▸ What is being asked
Reproduce every entry below precisely; do not include the pictures.

▸ Available data
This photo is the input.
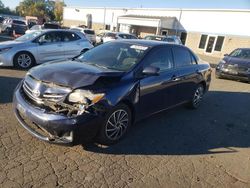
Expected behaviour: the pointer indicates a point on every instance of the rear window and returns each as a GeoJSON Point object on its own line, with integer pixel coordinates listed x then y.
{"type": "Point", "coordinates": [110, 34]}
{"type": "Point", "coordinates": [19, 22]}
{"type": "Point", "coordinates": [182, 57]}
{"type": "Point", "coordinates": [90, 32]}
{"type": "Point", "coordinates": [169, 40]}
{"type": "Point", "coordinates": [76, 29]}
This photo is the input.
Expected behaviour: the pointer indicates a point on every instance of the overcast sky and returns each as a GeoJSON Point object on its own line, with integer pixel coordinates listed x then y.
{"type": "Point", "coordinates": [220, 4]}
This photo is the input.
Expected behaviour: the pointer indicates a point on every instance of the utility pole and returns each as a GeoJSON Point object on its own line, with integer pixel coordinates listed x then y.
{"type": "Point", "coordinates": [104, 18]}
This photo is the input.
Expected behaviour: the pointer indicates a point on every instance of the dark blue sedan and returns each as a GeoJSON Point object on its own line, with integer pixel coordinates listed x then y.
{"type": "Point", "coordinates": [103, 92]}
{"type": "Point", "coordinates": [235, 65]}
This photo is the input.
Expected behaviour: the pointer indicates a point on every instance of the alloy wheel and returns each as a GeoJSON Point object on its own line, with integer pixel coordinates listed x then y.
{"type": "Point", "coordinates": [24, 60]}
{"type": "Point", "coordinates": [117, 124]}
{"type": "Point", "coordinates": [198, 96]}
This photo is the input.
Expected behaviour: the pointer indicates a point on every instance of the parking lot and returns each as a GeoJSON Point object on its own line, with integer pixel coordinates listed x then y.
{"type": "Point", "coordinates": [208, 147]}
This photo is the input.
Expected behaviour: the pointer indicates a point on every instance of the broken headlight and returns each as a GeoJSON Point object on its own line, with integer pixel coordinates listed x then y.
{"type": "Point", "coordinates": [85, 97]}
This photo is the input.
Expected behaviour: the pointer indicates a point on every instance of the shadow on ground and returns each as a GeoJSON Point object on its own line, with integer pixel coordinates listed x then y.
{"type": "Point", "coordinates": [8, 85]}
{"type": "Point", "coordinates": [222, 122]}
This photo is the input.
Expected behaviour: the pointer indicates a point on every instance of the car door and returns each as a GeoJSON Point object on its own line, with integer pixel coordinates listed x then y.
{"type": "Point", "coordinates": [49, 47]}
{"type": "Point", "coordinates": [72, 44]}
{"type": "Point", "coordinates": [188, 72]}
{"type": "Point", "coordinates": [158, 92]}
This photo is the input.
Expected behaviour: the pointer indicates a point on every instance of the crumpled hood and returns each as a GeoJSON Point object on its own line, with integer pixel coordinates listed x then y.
{"type": "Point", "coordinates": [12, 43]}
{"type": "Point", "coordinates": [235, 60]}
{"type": "Point", "coordinates": [71, 74]}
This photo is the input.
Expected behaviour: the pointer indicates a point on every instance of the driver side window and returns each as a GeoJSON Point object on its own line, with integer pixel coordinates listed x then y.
{"type": "Point", "coordinates": [50, 38]}
{"type": "Point", "coordinates": [161, 58]}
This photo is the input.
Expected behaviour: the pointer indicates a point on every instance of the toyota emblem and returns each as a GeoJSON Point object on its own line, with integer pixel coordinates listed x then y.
{"type": "Point", "coordinates": [36, 93]}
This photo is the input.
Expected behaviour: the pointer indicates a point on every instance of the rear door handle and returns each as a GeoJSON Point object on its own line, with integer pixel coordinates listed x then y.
{"type": "Point", "coordinates": [175, 79]}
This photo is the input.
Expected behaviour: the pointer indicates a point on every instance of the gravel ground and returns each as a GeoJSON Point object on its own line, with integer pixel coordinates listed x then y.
{"type": "Point", "coordinates": [208, 147]}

▸ Finished exercise
This photo is the input.
Expected behaviour: the pointer indicates a point on every instance of the rear window and returns each as a GeoJSON Point object on its own line, with integer pixel coordinates listed x then y.
{"type": "Point", "coordinates": [110, 34]}
{"type": "Point", "coordinates": [19, 22]}
{"type": "Point", "coordinates": [182, 57]}
{"type": "Point", "coordinates": [90, 32]}
{"type": "Point", "coordinates": [169, 40]}
{"type": "Point", "coordinates": [76, 29]}
This photo is the input.
Expected behaviour: the pointer indicates a point on every instance of the overcast sky and returns each as a GeoJSON Point object on its own line, with integer pixel coordinates listed x then y.
{"type": "Point", "coordinates": [220, 4]}
This photo is the input.
Expected behaviour: the pointer indicates a point on every instance of the utility pole and returns each as a GeoJSON Point object on its own line, with integer pixel coordinates listed x then y.
{"type": "Point", "coordinates": [104, 18]}
This photo is the input.
Expected behaviour: the pointer indicates a point on every instance of the dark blue sedan and returns each as a GeoJSON Point object on its own line, with integer pixel coordinates listed x then y.
{"type": "Point", "coordinates": [103, 92]}
{"type": "Point", "coordinates": [235, 65]}
This photo is the input.
Expected behaviour: the pointer indicates a point on every instance of the alloy wheel and returns each as a GeoJSON Point object on its own line, with integer pixel coordinates listed x then y.
{"type": "Point", "coordinates": [24, 60]}
{"type": "Point", "coordinates": [117, 124]}
{"type": "Point", "coordinates": [198, 96]}
This photo is the input.
Expected behaviour: the pointer indicates a point on every instance of the parking lot and returns each as a GeoJSON Point object on its own line, with integer pixel coordinates listed x then y.
{"type": "Point", "coordinates": [208, 147]}
This photo is the input.
Expected behaviour: the pointer indicates a point on every instance of the broken headlight and returns each as a GeoJSON Point object on its own line, with integer pixel coordinates listed x then y.
{"type": "Point", "coordinates": [85, 97]}
This photo is the input.
Expected behaviour: the pointer indicates a point on every instance of the shadow on ground and returns each as a GeoJSON Point object on its own line, with integer pixel coordinates listed x then y.
{"type": "Point", "coordinates": [8, 85]}
{"type": "Point", "coordinates": [222, 122]}
This photo is the input.
Expected behaviour: the pointer indicates a point on every instance of the car door and returns each as a GeoJSON Point object on its own line, with integer pixel coordinates listed x then y.
{"type": "Point", "coordinates": [49, 47]}
{"type": "Point", "coordinates": [72, 44]}
{"type": "Point", "coordinates": [188, 72]}
{"type": "Point", "coordinates": [158, 92]}
This photo is the input.
Expected behaviour: the pointer indicates a point on every instance of the crumpled hood and returns each as a GeoJSON Point object on its own line, with integer pixel coordinates listed x then y.
{"type": "Point", "coordinates": [12, 43]}
{"type": "Point", "coordinates": [235, 60]}
{"type": "Point", "coordinates": [71, 74]}
This photo is the input.
Expected behaviour: the pointer indicates a point on every instance of the driver side window and returns each as a GeoJSON Point object on its own line, with integer pixel coordinates listed x then y.
{"type": "Point", "coordinates": [50, 38]}
{"type": "Point", "coordinates": [161, 58]}
This photo is the input.
Expected behaviour: the pointer indicates a point on every instance of the toyota emblem and returns each as a GeoJSON Point object on its own line, with integer pixel coordinates listed x then y.
{"type": "Point", "coordinates": [36, 93]}
This photo is the input.
Expected behaviour: the pointer indicates a point on every instance of the rear door handle and returns each as a GeoJSON Point object on its own line, with integer pixel coordinates listed x then y.
{"type": "Point", "coordinates": [175, 79]}
This photo is the input.
Expected behaviour: the pointer indicates a point on every instance of the gravel ground and returns each as a GeoJSON Point object on its own line, with integer pixel coordinates listed x then y.
{"type": "Point", "coordinates": [208, 147]}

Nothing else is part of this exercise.